§ SELECTED EXCERPT

▼

The hunter face is around 65 yds & the targets (Olympic face) lined up are what they look like at 60 yds & a then a group of 4 & their arrows at FIFTY yards, not 60. Make that around 75 yds & it's not gonna be so pretty I'm guess & I have seen a TON of people shoot arrows on these various faces.. Lot of changes in group size once it gets past that 40, 50 yard mark.. But the AT shooters can't relate to that.


----------



## Pete53 (Dec 5, 2011)

I suppose it will have to be in meters like 90 meters the distance ? the other countries in Europe is kinda different but really it would be like going to another state because most of the countries in Europe are small compared to Russia or the united states. if compounds made the Olympics we all would be surprise how many countries would be in that class too,i am really surprised that the American compound bow companies don`t push to get in the Olympics.


----------



## XForce Girl (Feb 14, 2008)

It will probably never happen. 
So much more goes into adding a new sport or discipline than you realize.

If something is added, something else has to go. There is only room for a certain number of archers from all countries. If compound was added, recurve would be cut so slim it wouldn't be worth it.


----------



## Pete53 (Dec 5, 2011)

XForce Girl said:


> It will probably never happen.
> So much more goes into adding a new sport or discipline than you realize.
> 
> If something is added, something else has to go. There is only room for a certain number of archers from all countries. If compound was added, recurve would be cut so slim it wouldn't be worth it.


here`s my thought : if archery wants to grow in the world and also in the USA ,we need compound bows with a release division to get in the Olympics,yes it could maybe hurt recurve division but it may also help recurve division to get stronger in the USA too ? let`s face it right now the best archer`s in the world shoot compound bows mostly and most of these archers are from the USA and are American made compound bows too. also Olympic trap for example nobody shoots a muzzle loader shotgun that was used in the beginning anymore in the Olympics, they all have the newest and the latest trap shotguns made.


----------



## Gwelfgulfer (Jul 1, 2016)

▲

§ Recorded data
▼

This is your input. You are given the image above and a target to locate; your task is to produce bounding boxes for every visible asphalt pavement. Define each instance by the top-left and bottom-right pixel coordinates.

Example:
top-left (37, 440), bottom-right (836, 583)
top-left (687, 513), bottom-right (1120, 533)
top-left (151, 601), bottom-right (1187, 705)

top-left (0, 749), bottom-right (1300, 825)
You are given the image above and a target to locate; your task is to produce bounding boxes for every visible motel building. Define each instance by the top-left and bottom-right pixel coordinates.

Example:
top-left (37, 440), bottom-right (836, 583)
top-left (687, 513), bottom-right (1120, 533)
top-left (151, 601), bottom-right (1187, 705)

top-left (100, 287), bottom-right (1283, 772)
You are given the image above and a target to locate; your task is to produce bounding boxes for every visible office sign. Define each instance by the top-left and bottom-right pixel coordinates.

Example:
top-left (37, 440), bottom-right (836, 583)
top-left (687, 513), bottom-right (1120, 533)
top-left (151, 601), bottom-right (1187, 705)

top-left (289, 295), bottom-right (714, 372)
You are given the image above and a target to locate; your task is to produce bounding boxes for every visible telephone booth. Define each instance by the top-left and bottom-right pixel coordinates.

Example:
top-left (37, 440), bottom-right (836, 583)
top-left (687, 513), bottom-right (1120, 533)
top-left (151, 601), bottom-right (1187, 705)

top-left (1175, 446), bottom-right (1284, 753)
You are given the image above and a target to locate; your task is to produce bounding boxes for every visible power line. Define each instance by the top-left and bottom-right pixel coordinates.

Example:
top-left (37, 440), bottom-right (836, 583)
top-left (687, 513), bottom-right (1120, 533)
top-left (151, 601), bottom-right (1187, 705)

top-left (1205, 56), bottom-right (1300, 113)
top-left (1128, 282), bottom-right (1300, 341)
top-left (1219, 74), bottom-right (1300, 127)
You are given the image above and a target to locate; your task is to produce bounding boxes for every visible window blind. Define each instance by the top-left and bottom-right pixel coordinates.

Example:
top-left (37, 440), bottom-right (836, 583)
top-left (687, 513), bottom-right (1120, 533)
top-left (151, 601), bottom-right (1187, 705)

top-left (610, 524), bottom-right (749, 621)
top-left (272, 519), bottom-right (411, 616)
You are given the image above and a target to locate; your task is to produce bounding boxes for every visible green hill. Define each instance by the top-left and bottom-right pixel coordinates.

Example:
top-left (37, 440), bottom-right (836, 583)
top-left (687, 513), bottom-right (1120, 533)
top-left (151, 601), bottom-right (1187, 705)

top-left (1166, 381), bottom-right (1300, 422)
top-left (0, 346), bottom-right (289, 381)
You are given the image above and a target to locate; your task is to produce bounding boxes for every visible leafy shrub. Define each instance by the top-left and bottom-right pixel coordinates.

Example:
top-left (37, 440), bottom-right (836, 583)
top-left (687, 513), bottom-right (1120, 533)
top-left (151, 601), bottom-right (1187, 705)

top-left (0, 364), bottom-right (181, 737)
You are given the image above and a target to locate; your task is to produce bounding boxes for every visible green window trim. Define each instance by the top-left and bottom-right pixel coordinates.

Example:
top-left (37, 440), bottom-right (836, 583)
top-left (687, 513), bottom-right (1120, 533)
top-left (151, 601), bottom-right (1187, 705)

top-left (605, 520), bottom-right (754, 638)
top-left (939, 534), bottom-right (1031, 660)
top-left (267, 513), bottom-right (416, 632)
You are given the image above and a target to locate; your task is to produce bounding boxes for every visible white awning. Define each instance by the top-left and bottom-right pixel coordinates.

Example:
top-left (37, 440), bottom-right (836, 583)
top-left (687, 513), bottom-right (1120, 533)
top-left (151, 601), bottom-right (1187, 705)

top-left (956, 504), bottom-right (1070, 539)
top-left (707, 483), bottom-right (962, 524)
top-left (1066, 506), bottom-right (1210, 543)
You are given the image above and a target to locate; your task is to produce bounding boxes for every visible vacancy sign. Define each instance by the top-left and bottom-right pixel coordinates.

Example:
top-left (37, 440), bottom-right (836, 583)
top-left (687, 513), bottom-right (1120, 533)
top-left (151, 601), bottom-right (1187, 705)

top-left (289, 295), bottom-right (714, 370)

▲

§ WHAT NEEDS TO BE DONE
Can you set down, word for word, the stretch of the archery thread from "I suppose it" through "in the Olympics."?

§ EXERCISE SOLUTION
I suppose it will have to be in meters like 90 meters the distance ? the other countries in Europe is kinda different but really it would be like going to another state because most of the countries in Europe are small compared to Russia or the united states. if compounds made the Olympics we all would be surprise how many countries would be in that class too,i am really surprised that the American compound bow companies don`t push to get in the Olympics.